### Exercise goal
From the data below, restate every line word for word.

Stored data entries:
-=-=-

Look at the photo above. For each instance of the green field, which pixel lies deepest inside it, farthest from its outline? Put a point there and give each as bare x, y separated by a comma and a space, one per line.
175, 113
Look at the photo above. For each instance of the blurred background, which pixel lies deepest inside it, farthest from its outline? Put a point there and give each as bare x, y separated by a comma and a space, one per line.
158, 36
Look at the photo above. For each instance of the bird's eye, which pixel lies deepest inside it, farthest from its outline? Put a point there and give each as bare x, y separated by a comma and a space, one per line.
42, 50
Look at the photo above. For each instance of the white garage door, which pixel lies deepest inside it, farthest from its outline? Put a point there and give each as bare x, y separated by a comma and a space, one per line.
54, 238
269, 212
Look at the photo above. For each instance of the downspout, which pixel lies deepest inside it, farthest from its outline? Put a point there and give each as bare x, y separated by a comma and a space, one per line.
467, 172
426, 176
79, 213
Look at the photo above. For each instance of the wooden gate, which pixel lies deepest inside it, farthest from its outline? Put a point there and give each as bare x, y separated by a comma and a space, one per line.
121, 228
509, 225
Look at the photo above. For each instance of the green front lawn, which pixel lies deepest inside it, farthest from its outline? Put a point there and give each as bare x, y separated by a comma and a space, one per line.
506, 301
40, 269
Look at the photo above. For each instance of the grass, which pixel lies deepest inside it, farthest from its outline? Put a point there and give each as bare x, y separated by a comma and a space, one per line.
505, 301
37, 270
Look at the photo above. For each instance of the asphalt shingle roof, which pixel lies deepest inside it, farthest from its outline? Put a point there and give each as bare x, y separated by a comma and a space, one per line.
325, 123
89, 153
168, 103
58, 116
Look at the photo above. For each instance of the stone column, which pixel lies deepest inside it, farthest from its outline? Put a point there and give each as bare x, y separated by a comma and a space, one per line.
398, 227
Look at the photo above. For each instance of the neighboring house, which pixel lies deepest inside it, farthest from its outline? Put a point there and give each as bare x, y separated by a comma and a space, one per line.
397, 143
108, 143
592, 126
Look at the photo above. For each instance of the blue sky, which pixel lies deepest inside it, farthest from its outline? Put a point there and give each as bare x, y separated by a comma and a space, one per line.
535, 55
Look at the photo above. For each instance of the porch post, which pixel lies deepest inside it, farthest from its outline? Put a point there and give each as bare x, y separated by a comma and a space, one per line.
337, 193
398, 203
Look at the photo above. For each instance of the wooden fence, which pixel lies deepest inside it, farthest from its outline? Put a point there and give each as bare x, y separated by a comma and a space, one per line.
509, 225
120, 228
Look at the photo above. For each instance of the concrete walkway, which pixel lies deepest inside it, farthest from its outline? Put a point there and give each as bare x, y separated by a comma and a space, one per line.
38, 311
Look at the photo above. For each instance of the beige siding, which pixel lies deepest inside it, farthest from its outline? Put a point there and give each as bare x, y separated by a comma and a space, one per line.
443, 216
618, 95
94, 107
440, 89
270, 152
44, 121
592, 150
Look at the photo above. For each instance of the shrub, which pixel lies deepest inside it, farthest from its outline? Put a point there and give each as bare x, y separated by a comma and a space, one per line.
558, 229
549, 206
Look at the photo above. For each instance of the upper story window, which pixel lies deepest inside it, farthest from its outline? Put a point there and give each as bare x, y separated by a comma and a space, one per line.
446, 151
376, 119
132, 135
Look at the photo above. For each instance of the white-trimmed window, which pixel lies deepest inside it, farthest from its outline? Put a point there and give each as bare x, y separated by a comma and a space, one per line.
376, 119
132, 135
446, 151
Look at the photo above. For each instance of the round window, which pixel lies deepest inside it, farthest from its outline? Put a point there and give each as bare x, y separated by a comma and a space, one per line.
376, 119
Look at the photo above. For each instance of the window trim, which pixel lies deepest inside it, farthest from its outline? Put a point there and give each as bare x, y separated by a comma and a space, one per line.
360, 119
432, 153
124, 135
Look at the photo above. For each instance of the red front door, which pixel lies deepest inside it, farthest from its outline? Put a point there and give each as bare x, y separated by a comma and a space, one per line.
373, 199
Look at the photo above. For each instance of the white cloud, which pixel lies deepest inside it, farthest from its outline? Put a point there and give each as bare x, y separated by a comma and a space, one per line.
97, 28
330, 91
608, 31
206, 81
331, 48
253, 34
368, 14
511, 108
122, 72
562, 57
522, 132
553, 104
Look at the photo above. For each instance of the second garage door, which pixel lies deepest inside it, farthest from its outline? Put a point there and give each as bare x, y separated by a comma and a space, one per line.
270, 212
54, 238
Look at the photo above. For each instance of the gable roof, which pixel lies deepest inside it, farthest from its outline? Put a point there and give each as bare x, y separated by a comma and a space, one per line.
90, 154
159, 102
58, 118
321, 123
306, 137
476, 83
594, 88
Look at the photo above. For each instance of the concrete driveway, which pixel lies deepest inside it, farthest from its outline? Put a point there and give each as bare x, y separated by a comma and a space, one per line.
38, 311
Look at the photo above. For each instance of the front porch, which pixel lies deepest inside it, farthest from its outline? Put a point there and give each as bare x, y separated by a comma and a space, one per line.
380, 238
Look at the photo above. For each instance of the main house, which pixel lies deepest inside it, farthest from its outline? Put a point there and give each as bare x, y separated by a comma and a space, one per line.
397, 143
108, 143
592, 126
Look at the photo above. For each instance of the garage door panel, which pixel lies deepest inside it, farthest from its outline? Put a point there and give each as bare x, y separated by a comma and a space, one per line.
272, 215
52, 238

-=-=-

### Exercise response
Look at the photo above. For each instance of the green field, which pixel lies deepest inside it, farthest from its outline? Put a point there and give each as bare x, y separated by a comma and a space, one per line.
175, 113
Look at the photo above. For each instance of the blurred background, which pixel lies deepest inside it, farthest from its outline? Put a point there and give each as bare x, y separated by a comma and a space, one per line.
158, 36
Look at the photo above. For each instance of the bird's eye, which pixel lies deepest inside it, farthest from its outline? Put a point there and give each as bare x, y separated by a comma and a space, one per line.
42, 50
Look at the photo above. For each instance of the white garage door, which pixel lies deepest inside it, farthest from its outline? Put a point there and give each as bare x, y separated by a comma and a space, one per line.
54, 238
269, 212
Look at the photo above. For each instance of the downspout, which pixel lies deepest inside it, farthest from its outline? Put a point there and give each as bare x, y separated by a comma and a space, one per line.
467, 172
426, 176
79, 213
Look at the photo above. For each instance of the wooden gate, which pixel lies deepest inside it, farthest from its outline? Put a point there and give each as bare x, y separated by a comma and a space, one per line.
121, 228
509, 225
Look at the photo above. For each instance of the green front lawn, which pixel lies deepest inside it, farthest from its outline? Put a point there and give each as bare x, y separated by a comma and a space, one per line.
506, 301
40, 269
Look at the photo above. For each instance of the grass, which pixel lies deepest inside it, farthest from its outline? Put a point there and give each as bare x, y separated by a comma and a space, one per line.
505, 301
37, 270
Look at the photo above. For each instance of the asphalt shingle roof, which pixel lies deepest inside it, farthest from its outline? Put a point there and give each as bare x, y separated by a comma and a space, one per line.
325, 123
89, 153
168, 103
58, 116
Look at the photo above. For each instance of the stone column, which pixel lies deepest inside it, farthest from its outline? Put a point there and give each as bare x, y separated by a comma and a space, one per line.
398, 227
Look at the photo above. For each instance of the neighboring house, which pixel lies deepest inside it, farthest from its outline? Put a point there and give each as bare x, y separated by a comma and a space, one per line.
397, 143
108, 143
592, 126
Look at the photo above. For each instance of the blue sky, which pixel lies deepest inside it, farthest from its outline? Put a point there and give each as bare x, y separated by a comma and a space, one per line.
535, 55
Look at the photo above. For each instance of the porch post, which pixel lies deepest inside it, farthest from its outline? Put a point there and give each as bare x, y separated by a comma and a space, one per line.
337, 193
398, 203
Look at the photo above. For each instance of the wooden fence, which pixel lies deepest inside it, farthest from its outline? Put a point there and give each as bare x, y separated by a comma and a space, one per line.
509, 225
120, 228
Look at the photo above. For each instance of the concrete walkway, which pixel lies deepest inside it, farthest from its outline? Put a point there and give each as bare x, y separated by a comma and a space, one per line.
38, 311
Look at the photo above. For each instance of the beige siding, which pixel lies deepest inside it, farthest from its outline? Put a point there and give each as bare x, y separated by a comma and a space, one per line.
443, 216
618, 95
94, 107
440, 89
270, 152
44, 121
592, 150
Look at the photo above. For each instance of the shrub, which pixel lies deepest inside it, farthest from its outline? Put a point there and give each as bare x, y separated by a comma and a space, one per line.
558, 229
549, 206
Look at the photo above. For each instance of the upper story window, which pixel lies deepest inside it, farthest from its outline? Put a point there and give each as bare x, y separated by a comma and a space, one per line.
446, 151
376, 119
132, 135
Look at the photo above. For each instance of the white-trimmed window, which pixel lies deepest inside it, farthest from its outline? Put a point there and give each as bare x, y separated by a comma and a space, one per line.
376, 119
132, 135
446, 151
Look at the photo above. For each instance of the round window, which pixel lies deepest inside it, farthest from its outline? Put a point there and give each as bare x, y separated by a comma and a space, one per line.
376, 119
Look at the photo above. For each instance of the window trim, which pixel lies deepest inside it, farthest from its outline? Put a point there and give each as bare x, y separated by a comma and a space, one per line.
360, 119
432, 153
124, 135
Look at the photo above. For each instance of the red front door, which pixel lies deepest inside it, farthest from its outline? Put a point there and give each as bare x, y separated by a comma and a space, one per line.
373, 199
Look at the photo above. For each instance of the white cloud, which pixel lies deepest inside it, farthest from its outline? Put a point there and give each as bare x, y separated by a comma and a space, one per line.
97, 28
330, 91
608, 31
206, 81
331, 48
253, 34
368, 14
511, 108
122, 72
562, 57
522, 132
553, 104
Look at the photo above. For each instance of the second garage door, which pixel lies deepest inside it, farthest from its outline? Put a point there and give each as bare x, y separated by a comma and a space, one per line.
270, 212
54, 238
Look at the photo above. For each instance of the gable roof, which pixel lies deepest inside it, farthest from its outline? Put a point there and give each as bare x, y separated by a comma and a space, one per line.
90, 154
159, 102
58, 118
321, 123
306, 137
476, 83
594, 88
Look at the photo above. For each instance of the concrete driveway, which pixel lies deepest inside it, farthest from its outline? Put a point there and give each as bare x, y separated by a comma and a space, one per line.
38, 311
Look at the photo above. For each instance of the front porch, which pixel lies deepest inside it, farthest from its outline? Put a point there and give each as bare x, y separated by a comma and a space, one per line.
380, 238
Look at the photo above. For each instance of the main house, which pixel lies deepest inside it, farthest from its outline? Put a point there and give each as bare x, y separated by a comma and a space, one per line.
397, 143
108, 143
592, 126
Look at the photo above. For each instance of the garage door panel, which pixel lies deepest inside it, farthest from its outline? Put a point there and give each as bare x, y separated by a comma and a space, one per line.
272, 215
52, 238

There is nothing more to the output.